(Action item) Please set down, unchanged, the line containing "343L71 375L80 408L91" and all the lines that follow it until the data below ends.

(Records shown)
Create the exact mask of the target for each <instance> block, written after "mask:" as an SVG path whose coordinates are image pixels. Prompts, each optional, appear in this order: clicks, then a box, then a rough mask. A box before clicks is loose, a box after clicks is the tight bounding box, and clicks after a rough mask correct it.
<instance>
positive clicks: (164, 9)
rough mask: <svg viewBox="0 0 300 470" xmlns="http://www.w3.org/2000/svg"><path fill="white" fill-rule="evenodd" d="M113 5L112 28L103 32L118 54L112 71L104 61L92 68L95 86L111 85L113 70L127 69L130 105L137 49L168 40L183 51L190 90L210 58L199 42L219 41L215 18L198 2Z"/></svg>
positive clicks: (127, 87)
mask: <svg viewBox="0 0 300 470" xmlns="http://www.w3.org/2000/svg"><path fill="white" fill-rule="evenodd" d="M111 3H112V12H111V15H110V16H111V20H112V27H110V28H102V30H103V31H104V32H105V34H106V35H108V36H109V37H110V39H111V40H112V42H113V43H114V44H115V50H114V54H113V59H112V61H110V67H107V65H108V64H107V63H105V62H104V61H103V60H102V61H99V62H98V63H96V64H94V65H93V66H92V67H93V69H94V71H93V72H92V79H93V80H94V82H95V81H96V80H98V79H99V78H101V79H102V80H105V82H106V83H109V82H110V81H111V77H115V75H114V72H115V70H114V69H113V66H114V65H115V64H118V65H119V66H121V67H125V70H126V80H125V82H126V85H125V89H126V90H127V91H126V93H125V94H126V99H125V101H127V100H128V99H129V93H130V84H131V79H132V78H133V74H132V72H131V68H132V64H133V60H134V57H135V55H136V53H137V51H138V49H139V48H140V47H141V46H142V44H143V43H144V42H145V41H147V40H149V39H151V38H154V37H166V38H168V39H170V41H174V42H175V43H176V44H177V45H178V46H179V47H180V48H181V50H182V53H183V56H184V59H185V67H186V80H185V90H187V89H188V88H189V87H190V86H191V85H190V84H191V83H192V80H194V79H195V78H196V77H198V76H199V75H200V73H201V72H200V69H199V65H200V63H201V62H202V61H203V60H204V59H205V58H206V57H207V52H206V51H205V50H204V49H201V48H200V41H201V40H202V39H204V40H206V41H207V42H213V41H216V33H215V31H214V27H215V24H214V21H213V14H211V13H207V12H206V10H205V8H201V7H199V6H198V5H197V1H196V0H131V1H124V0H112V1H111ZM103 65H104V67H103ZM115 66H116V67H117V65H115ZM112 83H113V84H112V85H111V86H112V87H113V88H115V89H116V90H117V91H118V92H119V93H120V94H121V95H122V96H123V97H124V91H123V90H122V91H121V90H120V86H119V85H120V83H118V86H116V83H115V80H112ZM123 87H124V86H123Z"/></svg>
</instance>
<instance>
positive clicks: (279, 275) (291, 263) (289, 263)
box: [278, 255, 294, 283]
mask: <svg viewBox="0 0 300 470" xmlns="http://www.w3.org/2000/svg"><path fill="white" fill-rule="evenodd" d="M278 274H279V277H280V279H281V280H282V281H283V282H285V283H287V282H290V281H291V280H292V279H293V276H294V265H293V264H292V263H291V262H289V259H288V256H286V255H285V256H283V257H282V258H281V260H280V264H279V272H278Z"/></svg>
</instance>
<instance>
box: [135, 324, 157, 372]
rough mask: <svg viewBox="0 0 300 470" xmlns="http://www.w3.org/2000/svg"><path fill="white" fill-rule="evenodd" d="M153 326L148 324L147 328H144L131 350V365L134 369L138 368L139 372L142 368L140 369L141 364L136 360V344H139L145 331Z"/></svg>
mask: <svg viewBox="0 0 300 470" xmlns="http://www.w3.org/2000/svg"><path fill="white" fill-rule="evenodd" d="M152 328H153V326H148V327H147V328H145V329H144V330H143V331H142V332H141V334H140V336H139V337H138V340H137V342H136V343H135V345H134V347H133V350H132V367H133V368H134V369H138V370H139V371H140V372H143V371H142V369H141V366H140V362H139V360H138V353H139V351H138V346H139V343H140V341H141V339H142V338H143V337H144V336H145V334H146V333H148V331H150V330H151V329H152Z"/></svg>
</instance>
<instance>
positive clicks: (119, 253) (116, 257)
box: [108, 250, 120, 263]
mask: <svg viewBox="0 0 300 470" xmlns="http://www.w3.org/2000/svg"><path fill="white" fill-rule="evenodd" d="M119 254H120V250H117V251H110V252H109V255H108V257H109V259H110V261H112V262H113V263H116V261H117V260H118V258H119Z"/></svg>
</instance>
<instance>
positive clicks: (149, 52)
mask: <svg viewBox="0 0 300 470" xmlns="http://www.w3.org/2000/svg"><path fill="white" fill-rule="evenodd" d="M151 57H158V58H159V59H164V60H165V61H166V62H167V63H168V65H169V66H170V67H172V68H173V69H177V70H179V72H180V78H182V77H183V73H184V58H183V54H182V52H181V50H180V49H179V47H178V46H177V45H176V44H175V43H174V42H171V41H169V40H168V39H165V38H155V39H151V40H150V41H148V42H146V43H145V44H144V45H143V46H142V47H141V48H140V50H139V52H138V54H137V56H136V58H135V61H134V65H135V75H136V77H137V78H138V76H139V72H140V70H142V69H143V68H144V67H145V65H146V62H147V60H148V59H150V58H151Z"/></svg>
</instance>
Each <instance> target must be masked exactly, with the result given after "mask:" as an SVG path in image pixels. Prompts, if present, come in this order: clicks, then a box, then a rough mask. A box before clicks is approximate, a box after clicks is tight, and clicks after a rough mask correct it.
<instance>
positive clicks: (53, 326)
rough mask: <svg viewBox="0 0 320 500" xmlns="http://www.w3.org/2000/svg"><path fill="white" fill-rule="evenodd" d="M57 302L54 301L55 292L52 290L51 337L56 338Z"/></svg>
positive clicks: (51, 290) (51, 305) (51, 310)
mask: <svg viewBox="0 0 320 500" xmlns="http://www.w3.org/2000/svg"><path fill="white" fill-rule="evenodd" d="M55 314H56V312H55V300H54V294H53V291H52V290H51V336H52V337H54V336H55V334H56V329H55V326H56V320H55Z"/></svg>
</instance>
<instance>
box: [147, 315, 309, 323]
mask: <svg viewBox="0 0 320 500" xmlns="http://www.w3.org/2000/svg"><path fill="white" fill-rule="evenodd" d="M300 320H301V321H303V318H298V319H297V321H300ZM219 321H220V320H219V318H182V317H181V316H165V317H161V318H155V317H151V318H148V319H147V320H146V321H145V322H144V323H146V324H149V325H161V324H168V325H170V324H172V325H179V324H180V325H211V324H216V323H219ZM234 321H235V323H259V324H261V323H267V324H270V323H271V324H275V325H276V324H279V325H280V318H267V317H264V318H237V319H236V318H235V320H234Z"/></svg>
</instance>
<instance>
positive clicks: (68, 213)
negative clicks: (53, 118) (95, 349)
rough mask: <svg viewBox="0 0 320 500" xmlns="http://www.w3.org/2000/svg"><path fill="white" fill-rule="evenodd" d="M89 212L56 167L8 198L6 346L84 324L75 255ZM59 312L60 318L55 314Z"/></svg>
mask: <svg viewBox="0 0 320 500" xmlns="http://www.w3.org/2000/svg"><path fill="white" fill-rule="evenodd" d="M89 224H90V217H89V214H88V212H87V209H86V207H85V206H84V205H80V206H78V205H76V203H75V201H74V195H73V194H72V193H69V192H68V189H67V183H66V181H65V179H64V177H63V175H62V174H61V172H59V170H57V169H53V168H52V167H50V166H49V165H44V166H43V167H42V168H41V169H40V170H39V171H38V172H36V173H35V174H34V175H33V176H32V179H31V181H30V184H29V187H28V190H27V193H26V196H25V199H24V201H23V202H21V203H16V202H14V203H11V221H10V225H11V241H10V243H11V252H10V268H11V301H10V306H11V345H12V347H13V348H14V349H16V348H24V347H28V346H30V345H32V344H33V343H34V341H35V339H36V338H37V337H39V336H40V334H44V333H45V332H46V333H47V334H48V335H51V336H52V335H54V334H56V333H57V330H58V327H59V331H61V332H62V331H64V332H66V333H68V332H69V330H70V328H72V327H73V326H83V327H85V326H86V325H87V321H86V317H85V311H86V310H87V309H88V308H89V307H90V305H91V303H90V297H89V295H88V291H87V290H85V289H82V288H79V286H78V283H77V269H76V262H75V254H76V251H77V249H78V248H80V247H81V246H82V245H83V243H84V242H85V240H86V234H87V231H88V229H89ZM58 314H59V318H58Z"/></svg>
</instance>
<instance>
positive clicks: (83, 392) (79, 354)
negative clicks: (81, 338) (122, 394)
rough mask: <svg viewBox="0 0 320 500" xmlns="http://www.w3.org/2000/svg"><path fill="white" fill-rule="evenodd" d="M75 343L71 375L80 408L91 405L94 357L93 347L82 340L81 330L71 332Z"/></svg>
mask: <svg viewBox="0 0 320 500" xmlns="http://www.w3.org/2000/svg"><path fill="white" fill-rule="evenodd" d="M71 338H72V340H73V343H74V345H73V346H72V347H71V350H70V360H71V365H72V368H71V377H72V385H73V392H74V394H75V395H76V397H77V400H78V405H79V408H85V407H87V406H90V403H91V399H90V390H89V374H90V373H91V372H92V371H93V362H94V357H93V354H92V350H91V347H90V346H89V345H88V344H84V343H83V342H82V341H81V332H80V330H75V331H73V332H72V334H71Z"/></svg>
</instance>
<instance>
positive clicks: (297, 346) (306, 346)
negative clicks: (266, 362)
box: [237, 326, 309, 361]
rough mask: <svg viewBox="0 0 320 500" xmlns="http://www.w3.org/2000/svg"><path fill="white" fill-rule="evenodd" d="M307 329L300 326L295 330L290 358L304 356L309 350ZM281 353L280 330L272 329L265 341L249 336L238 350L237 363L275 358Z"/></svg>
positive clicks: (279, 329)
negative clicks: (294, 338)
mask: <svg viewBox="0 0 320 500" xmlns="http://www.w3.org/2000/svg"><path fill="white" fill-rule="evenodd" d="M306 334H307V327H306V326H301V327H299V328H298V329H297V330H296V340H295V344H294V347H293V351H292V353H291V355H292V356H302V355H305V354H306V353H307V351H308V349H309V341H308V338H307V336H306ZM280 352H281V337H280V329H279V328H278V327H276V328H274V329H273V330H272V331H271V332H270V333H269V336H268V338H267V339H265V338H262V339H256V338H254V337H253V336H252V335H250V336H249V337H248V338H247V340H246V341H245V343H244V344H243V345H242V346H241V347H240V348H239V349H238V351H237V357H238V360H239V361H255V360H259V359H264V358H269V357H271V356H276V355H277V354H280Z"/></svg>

(Finished exercise)
rough mask: <svg viewBox="0 0 320 500" xmlns="http://www.w3.org/2000/svg"><path fill="white" fill-rule="evenodd" d="M75 343L71 375L80 408L91 405L94 357L93 347L82 340L81 330L71 332Z"/></svg>
mask: <svg viewBox="0 0 320 500" xmlns="http://www.w3.org/2000/svg"><path fill="white" fill-rule="evenodd" d="M71 338H72V340H73V343H74V345H73V346H72V347H71V350H70V360H71V365H72V368H71V377H72V385H73V392H74V394H75V395H76V397H77V400H78V405H79V408H85V407H87V406H90V403H91V399H90V390H89V374H90V373H91V372H92V371H93V362H94V357H93V354H92V350H91V347H90V346H89V345H88V344H84V343H83V342H82V341H81V332H80V330H75V331H73V332H72V334H71Z"/></svg>
</instance>
<instance>
positive clicks: (297, 346) (306, 346)
negative clicks: (266, 362)
box: [237, 326, 309, 361]
rough mask: <svg viewBox="0 0 320 500" xmlns="http://www.w3.org/2000/svg"><path fill="white" fill-rule="evenodd" d="M307 329L300 326L295 330L290 358L304 356L309 350ZM281 353L280 330L272 329L265 341L249 336L238 350L237 363L275 358Z"/></svg>
positive clicks: (279, 329)
negative clicks: (294, 338)
mask: <svg viewBox="0 0 320 500" xmlns="http://www.w3.org/2000/svg"><path fill="white" fill-rule="evenodd" d="M306 334H307V327H306V326H301V327H299V328H298V329H297V330H296V340H295V344H294V347H293V351H292V353H291V355H292V356H302V355H305V354H306V353H307V351H308V349H309V341H308V338H307V336H306ZM280 352H281V337H280V329H279V328H278V327H276V328H274V329H273V330H272V331H271V332H270V333H269V336H268V338H267V339H265V338H262V339H256V338H254V337H253V336H252V335H250V336H249V337H248V338H247V340H246V341H245V343H244V344H243V345H242V346H241V347H240V348H239V349H238V351H237V357H238V360H239V361H255V360H259V359H264V358H269V357H271V356H276V355H277V354H280Z"/></svg>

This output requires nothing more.